• Selected excerpt
========================================
F242. Where Is Literary Criticism Headed?, Sponsored by the National Book Critics Circle

Grand Ballroom B, Kansas City Convention Center, Level 2
Friday, February 9, 2024
3:20 pm to 4:35 pm

 

In its fiftieth anniversary year, the National Book Critics Circle gathers literary critics who have been defining the future of contemporary cultural criticism. Two NBCC criticism award chairs, who have had their fingers on the pulse of critical engagement for the past decade, are joined by three NBCC-honored critics in a reading and wide-ranging conversation about the future of the form.

This event will take place in person in the Kansas City Convention Center and will be livestreamed for virtual audiences. All livestreamed events include open captions and ASL interpretation.



Participants

Moderator:

J. Howard Rosier is the National Book Critics Circle’s criticism chair. His writing has appeared in The New York Times, the Atlantic, The Nation, Bookforum, Poetry, Words Without Borders, and elsewhere. He teaches writing at the School of the Art Institute of Chicago.

Walton Muyumba has published literary essays and reviews in The Atlantic, The Boston Globe, The Los Angeles Times, The Nation, The New York Review of Books, Oxford American, and Virginia Quarterly Review, among other outlets. He co-edited and wrote the introduction to John Edgar Wideman’s collection, You Made Me Love You: Selected Stories, 1981–2018 (Scribner, 2021). Muyumba is at work on various creative and critical book projects. He is Ruth N. Halls Associate Professor in the Department of English at Indiana University.
========================================
• Material

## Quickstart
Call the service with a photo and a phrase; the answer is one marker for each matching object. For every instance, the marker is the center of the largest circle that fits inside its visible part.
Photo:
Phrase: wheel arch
========================================
• Written task
Resume the literary criticism panel listing right after its last sentence. The lines above are separate from the literary criticism panel listing.

• Answer to this exercise
Camille T. Dungy is the author of Soil, four collections of poetry, including Trophic Cascade and the essay collection Guidebook to Relative Strangers, a finalist for the NBCC Criticism award. A University Distinguished Professor at Colorado State University, Dungy’s honors include the 2021 Academy of American Poets Fellowship, a 2019 Guggenheim Fellowship, an American Book Award, and fellowships from the NEA in prose and poetry.

The winner of a Pulitzer Prize for criticism, Margo Jefferson previously served as book and arts critic for Newsweek and the New York Times. Her writing has appeared in, among other publications, Vogue, New York Magazine, The Nation, and Guernica. Her memoir, Negroland, received the National Book Critics Circle Award for Autobiography. She is also the author of On Michael Jackson and is a professor of writing at Columbia University School of the Arts.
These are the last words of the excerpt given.